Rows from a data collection
++++

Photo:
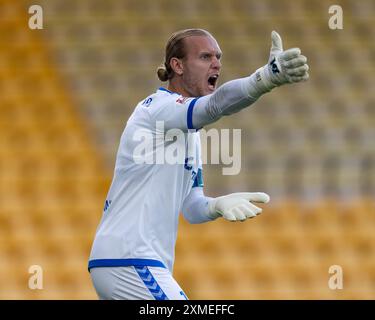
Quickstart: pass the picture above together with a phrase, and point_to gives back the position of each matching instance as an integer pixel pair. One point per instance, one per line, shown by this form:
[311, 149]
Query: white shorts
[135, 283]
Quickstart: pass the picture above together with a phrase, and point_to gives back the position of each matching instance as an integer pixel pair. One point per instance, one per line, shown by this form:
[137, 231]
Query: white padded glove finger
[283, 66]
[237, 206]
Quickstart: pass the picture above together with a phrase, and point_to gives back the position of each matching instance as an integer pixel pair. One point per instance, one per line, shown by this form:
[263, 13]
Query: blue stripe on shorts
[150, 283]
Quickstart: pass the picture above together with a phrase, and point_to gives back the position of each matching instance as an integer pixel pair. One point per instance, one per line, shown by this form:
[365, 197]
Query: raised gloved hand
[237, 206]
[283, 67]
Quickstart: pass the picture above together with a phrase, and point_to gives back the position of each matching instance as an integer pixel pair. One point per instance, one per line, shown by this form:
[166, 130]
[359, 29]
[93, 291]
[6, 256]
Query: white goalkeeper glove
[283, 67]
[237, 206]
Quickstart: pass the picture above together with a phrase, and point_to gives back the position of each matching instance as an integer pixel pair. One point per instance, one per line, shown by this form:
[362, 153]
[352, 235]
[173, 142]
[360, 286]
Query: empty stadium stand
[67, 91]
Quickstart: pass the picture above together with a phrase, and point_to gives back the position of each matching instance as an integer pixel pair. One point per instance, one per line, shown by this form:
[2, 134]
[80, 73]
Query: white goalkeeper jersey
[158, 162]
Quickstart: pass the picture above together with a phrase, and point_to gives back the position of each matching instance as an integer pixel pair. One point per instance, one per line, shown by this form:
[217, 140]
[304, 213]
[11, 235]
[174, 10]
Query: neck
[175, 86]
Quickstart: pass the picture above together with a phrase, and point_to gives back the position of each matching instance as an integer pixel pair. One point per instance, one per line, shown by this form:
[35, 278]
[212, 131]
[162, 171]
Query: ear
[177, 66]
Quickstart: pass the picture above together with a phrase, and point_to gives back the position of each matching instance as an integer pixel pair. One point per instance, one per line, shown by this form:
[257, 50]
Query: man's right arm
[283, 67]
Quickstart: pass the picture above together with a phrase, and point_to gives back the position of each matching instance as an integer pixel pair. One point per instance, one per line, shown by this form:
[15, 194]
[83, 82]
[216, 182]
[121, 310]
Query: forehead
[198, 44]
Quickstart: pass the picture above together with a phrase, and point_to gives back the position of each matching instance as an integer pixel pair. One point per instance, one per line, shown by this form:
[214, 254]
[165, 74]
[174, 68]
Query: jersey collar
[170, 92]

++++

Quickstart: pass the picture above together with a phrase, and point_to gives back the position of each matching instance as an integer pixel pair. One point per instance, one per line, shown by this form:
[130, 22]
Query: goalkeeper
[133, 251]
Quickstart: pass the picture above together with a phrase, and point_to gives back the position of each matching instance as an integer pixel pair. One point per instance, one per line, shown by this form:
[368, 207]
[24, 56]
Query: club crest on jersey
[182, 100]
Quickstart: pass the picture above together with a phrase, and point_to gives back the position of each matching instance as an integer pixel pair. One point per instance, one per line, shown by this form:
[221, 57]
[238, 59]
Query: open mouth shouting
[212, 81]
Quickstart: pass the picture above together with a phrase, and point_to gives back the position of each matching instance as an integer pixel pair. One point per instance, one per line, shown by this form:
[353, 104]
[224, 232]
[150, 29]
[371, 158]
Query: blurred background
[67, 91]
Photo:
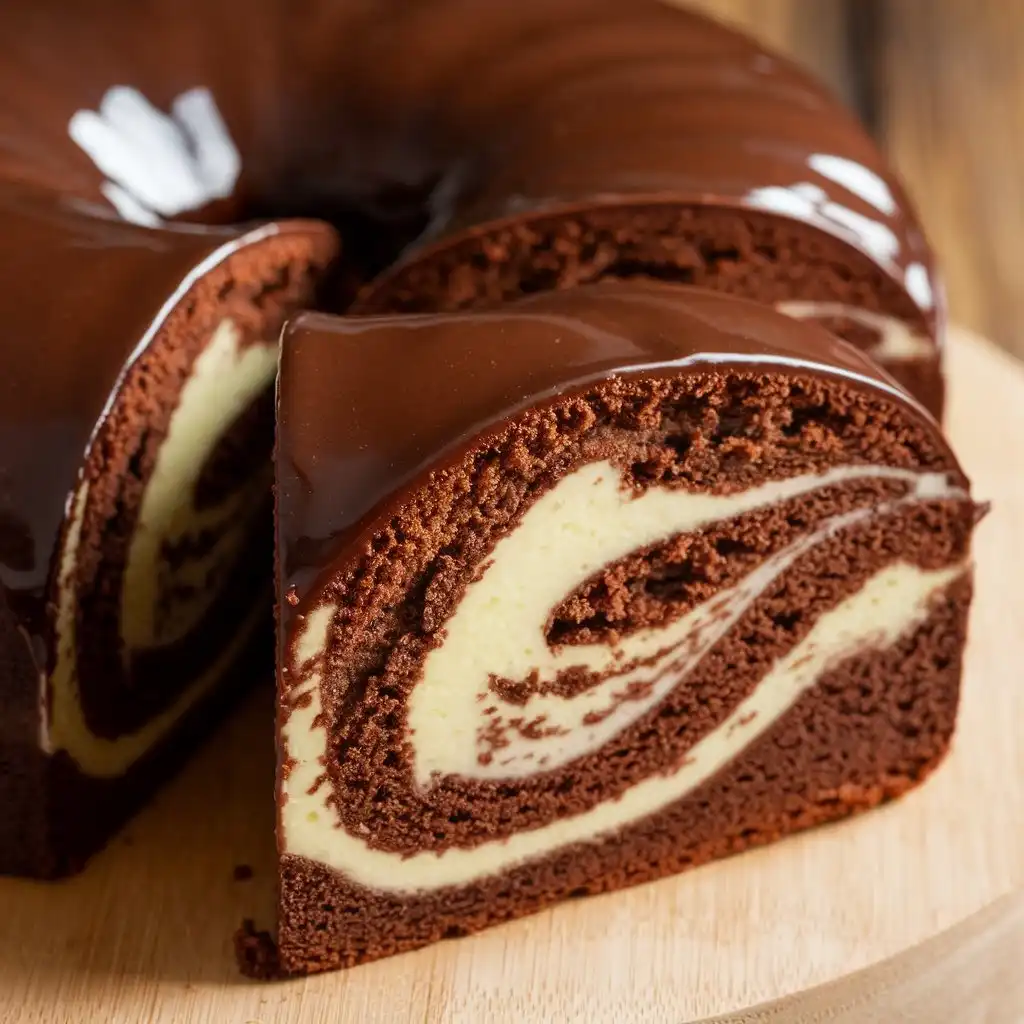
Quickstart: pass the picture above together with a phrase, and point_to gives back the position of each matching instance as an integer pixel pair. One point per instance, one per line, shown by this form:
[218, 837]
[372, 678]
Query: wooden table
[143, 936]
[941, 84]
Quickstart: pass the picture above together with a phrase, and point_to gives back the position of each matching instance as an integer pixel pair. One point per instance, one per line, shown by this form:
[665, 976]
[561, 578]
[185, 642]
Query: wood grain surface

++++

BRIEF: Report how many lines in the rows above contain the string "white". Give only the number.

WRITTEN RESPONSE: 4